Data excerpts:
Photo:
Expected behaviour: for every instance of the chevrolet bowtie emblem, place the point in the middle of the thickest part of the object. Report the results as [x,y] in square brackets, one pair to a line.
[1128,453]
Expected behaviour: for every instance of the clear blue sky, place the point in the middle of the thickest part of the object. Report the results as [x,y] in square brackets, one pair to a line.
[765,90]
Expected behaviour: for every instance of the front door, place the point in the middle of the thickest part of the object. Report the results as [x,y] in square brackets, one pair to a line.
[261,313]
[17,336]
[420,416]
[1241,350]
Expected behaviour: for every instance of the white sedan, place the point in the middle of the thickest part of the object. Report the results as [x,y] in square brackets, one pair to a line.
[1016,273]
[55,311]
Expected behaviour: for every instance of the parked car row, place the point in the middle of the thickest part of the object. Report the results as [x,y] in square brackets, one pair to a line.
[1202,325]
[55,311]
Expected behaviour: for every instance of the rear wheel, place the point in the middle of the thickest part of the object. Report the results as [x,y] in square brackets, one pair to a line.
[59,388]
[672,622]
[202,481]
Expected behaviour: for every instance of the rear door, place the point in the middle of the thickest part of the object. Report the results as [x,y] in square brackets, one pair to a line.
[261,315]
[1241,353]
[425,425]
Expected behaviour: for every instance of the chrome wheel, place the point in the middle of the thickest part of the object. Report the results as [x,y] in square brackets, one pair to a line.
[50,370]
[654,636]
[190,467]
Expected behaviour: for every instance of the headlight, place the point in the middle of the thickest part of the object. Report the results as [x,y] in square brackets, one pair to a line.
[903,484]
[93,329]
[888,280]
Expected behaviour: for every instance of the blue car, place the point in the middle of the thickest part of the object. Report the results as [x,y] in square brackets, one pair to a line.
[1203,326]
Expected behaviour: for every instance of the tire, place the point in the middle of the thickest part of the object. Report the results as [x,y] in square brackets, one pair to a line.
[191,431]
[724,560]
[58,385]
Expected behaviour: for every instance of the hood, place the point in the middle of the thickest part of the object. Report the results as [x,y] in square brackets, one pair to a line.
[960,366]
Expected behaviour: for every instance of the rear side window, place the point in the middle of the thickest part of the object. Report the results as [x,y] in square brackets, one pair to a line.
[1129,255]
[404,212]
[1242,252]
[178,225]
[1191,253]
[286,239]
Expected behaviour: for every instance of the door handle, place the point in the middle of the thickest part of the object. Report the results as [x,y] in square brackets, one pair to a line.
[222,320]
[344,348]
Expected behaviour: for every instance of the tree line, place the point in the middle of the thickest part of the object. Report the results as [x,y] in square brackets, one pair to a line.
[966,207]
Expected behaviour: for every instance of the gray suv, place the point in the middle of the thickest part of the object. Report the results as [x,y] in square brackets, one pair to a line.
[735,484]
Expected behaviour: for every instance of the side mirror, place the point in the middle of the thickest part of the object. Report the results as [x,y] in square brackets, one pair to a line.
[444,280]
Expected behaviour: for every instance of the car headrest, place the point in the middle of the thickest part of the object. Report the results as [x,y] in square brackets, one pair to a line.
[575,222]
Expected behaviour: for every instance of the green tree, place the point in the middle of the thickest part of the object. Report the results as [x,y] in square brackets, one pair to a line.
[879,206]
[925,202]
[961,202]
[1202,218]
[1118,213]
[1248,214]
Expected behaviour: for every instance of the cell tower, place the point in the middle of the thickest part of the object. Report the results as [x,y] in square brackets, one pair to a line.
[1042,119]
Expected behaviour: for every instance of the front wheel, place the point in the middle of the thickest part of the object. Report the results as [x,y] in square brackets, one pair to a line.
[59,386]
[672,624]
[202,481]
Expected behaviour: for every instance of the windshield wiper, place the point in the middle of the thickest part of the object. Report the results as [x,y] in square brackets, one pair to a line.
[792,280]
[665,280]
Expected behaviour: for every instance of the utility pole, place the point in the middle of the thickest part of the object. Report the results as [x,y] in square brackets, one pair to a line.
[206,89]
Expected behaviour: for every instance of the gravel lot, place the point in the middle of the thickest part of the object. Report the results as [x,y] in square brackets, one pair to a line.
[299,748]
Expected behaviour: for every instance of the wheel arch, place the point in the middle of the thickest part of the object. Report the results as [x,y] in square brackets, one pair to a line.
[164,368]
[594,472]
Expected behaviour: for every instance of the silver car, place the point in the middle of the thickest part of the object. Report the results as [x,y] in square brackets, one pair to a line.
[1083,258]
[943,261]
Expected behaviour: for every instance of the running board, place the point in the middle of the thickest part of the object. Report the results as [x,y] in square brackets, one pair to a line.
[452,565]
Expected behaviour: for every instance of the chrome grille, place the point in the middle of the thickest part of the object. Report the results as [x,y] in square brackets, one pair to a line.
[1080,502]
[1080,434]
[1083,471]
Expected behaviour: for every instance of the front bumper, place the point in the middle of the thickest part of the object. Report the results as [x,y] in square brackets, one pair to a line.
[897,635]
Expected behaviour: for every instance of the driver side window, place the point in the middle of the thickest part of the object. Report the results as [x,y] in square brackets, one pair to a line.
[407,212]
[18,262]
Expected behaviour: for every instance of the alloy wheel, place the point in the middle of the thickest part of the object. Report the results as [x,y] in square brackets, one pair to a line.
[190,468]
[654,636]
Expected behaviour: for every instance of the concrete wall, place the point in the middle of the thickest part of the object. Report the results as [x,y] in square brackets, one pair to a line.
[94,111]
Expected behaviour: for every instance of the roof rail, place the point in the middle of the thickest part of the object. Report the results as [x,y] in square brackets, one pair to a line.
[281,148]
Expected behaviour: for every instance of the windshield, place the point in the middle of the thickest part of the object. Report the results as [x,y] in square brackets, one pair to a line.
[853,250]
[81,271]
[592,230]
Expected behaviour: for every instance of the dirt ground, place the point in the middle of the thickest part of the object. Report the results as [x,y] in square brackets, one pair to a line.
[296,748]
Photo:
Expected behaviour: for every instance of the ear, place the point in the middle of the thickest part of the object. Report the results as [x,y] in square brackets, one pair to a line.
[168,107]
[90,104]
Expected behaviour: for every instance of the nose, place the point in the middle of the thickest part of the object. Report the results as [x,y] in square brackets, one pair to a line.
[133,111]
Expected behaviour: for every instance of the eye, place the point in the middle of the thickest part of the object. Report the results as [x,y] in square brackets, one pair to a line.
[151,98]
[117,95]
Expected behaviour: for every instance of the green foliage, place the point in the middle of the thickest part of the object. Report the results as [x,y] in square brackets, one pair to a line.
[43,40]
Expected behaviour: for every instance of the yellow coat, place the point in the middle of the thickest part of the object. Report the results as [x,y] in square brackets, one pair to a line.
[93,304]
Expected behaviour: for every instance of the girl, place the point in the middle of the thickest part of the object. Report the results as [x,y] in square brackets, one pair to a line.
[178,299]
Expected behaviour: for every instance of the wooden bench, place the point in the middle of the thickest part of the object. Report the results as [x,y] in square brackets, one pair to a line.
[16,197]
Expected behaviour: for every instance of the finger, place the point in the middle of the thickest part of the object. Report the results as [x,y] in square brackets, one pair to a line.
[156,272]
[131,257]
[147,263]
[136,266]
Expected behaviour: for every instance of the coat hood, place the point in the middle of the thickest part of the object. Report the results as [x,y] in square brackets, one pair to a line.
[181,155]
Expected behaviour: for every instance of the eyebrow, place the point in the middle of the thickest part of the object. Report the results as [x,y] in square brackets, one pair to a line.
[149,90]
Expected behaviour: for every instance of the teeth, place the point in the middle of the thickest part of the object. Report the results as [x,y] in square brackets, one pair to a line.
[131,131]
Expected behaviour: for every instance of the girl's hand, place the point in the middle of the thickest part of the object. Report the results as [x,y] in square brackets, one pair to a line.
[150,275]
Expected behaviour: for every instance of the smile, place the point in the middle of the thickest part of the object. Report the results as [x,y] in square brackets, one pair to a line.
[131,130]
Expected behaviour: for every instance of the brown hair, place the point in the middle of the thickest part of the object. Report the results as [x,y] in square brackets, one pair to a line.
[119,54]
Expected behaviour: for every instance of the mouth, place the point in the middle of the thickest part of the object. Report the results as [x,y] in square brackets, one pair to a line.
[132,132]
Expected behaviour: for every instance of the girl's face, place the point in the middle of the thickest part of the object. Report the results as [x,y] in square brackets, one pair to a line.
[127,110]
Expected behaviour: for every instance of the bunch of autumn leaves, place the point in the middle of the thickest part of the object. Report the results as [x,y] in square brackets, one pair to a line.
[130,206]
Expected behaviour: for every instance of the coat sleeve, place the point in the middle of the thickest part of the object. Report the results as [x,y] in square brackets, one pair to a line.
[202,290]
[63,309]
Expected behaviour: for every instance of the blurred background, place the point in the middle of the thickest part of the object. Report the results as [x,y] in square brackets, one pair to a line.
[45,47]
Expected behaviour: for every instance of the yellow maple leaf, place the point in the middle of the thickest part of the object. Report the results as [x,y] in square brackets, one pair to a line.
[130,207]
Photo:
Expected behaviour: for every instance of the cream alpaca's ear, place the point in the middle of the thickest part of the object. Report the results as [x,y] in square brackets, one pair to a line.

Action item: Take the lines from the one containing "Expected behaviour: for every instance of the bunch" through the final line of the entries above, and set them down exactly, with nothing added.

The completed task:
Expected behaviour: for every instance of the bunch of autumn leaves, place the point in the middle of the thickest part of the object. Report the results as [x,y] in square brackets, one pair to a line.
[130,206]
Expected behaviour: for every instance of the coat sleeve, place the point in the middle of the thickest part of the object. Report the results as [x,y] in square brackets, one pair to a line.
[202,290]
[63,309]
Expected behaviour: for every instance of the blurred background, place the point in the middle of the thickest part of the object. Report the results as [x,y] in square brackets, one pair to a line.
[45,47]
Expected behaviour: for every instance of the yellow maple leaf, place the point in the middle of the thickest part of the object. Report the results as [x,y] in square brackets, one pair to a line.
[130,207]
Photo:
Expected behaviour: for every instance of the cream alpaca's ear, place the point in the middle of the thickest part of the object. Report the results as [x,y] in square brackets, one pair to a line.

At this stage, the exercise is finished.